### [EXTRAIT FOURNI]
============================================================
Et maintenant représentons-nous Mme de Girardin, Gautier, Méry et Sandeau, écrivant à quatre ce livre charmant. Que d’allusions lancées, renvoyées ! Que de gaieté dans les détails ! Les uns et les autres, ils ont gardé certains traits de leur caractère ; ils les grossissent, ils les exagèrent. Irène de Châteaudun a la beauté de Delphine Gay, l’esprit de Mme de Girardin. Edgard de Meilhan est un Gautier selon les légendes ; il a l’horreur des banalités, la haine du bourgeois ; il prend le contre-pied des idées communes. Enfin, il vit de la façon la plus pittoresque.

Je perche sur le bord de la rivière, dans une espèce d’établissement baroque qui vous plaira, j’en suis sûr. C’est une vieille abbaye à moitié en ruine, où l’on a enchâssé, de gré ou de force, un logis percé régulièrement de beaucoup de fenêtres, surmonté d’un toit d’ardoises et d’un acrotère de cheminées de toutes grandeurs ; la chose est en pierres de taille que le temps a déjà couvertes de sa lèpre grise, et ne fait pas trop mauvais effet au bout d’une avenue de grands arbres. — C’est là qu’habite ma mère, qui, profitant des murailles et des tours à demi rasées de l’ancienne enceinte, car l’abbaye était fortifiée autrefois pour résister à une invasion subite des Normands, s’est fait, sur le penchant de la colline, un jardin-terrasse qu’elle a encombré de rosiers, d’orangers, de myrtes, dont les caisses vertes remplacent les vieux créneaux ; je n’ai, dans ce coin de nos domaines, contrarié en rien ses fantaisies féminines.
============================================================
### [PROBLÈME POSÉ 1]
Reproduisez le passage de l'extrait fourni qui va de "Et maintenant représentons-nous" à "la plus pittoresque.".
### [PROBLÈME POSÉ 2]
Répondez à ces questions sur l'extrait fourni :
(a) À qui Irène de Châteaudun doit-elle sa beauté ?
(b) De quoi est surmonté le logis enchâssé dans l'abbaye ?
(c) Contre quelle menace l'abbaye était-elle autrefois fortifiée ?
### [PROBLÈME POSÉ 3]
Quels auteurs l'extrait fourni présente-t-il comme écrivant ce livre à quatre ?
============================================================
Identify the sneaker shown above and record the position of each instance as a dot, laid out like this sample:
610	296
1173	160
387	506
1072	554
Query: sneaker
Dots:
============================================================
### [RÉSULTAT OBTENU 1]
Et maintenant représentons-nous Mme de Girardin, Gautier, Méry et Sandeau, écrivant à quatre ce livre charmant. Que d’allusions lancées, renvoyées ! Que de gaieté dans les détails ! Les uns et les autres, ils ont gardé certains traits de leur caractère ; ils les grossissent, ils les exagèrent. Irène de Châteaudun a la beauté de Delphine Gay, l’esprit de Mme de Girardin. Edgard de Meilhan est un Gautier selon les légendes ; il a l’horreur des banalités, la haine du bourgeois ; il prend le contre-pied des idées communes. Enfin, il vit de la façon la plus pittoresque.

### [RÉSULTAT OBTENU 2]
(a) À Delphine Gay.
(b) D'un toit d'ardoises et d'un acrotère de cheminées de toutes grandeurs.
(c) Contre une invasion subite des Normands.

### [RÉSULTAT OBTENU 3]
- Mme de Girardin
- Gautier
- Méry
- Sandeau